» **DOCUMENT TEXT**
* begin *

Sunday, June 25, 2017

Violets in the Street

When my stepmother was eighty-eight and I was fifty-nine she said, “I never realized how very thoughtful you are.”

It surprised and pleased me. What had she seen that led her to that conclusion? It also angered me to remember all the times I had been thoughtful in our family and never been recognized for it.

I pictured violets in the street. Every time I tell this story I picture violets in the street.

When I was ten and my stepmother was thirty-nine I went to a nearby field and picked a large handful of wild violets to give to her. She loved violets, they were her favorite flower, and she cultivated several small flowerpots of African violets. On my way home as I crossed the street in front of our house, the bundle of violets came apart in my hand and most of them spilled to the street. There were not enough of them left in my hand to make a decent gift so I let them go, and I went into the house weeping with shame and disappointment.

“What’s the trouble?” my stepmother asked as I lay inconsolable on my bed. I could not tell her. And I never did.

* end *

» **STORED DATA**
* begin *

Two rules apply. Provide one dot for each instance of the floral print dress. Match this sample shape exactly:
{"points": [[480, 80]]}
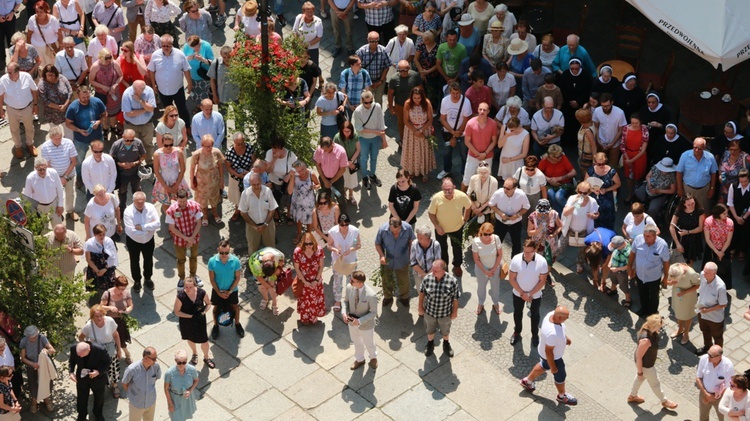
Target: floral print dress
{"points": [[312, 303]]}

* end *

» **ACTIONS TO TAKE**
(1) In the violets essay, how old was the stepmother when the narrator picked the wild violets for her?
(2) Condense the paragraph of the violets essay that begins "When I was ten and my stepmother was thirty-nine" into two or three sentences, keeping its main facts.
(3) List every age given in the violets essay, along with the person each age belongs to.
The data after the text was taken from a separate source.

» **SET OF ANSWERS**
(1) She was thirty-nine.

(2) At ten, the narrator picked a large handful of wild violets in a nearby field for the stepmother, whose favorite flower was the violet. While the narrator crossed the street in front of the house, the bundle came apart and most of the violets fell to the street. Too few were left for a decent gift, so the narrator let them go and went inside weeping with shame and disappointment.

(3)
- Eighty-eight: the stepmother
- Fifty-nine: the narrator
- Ten: the narrator
- Thirty-nine: the stepmother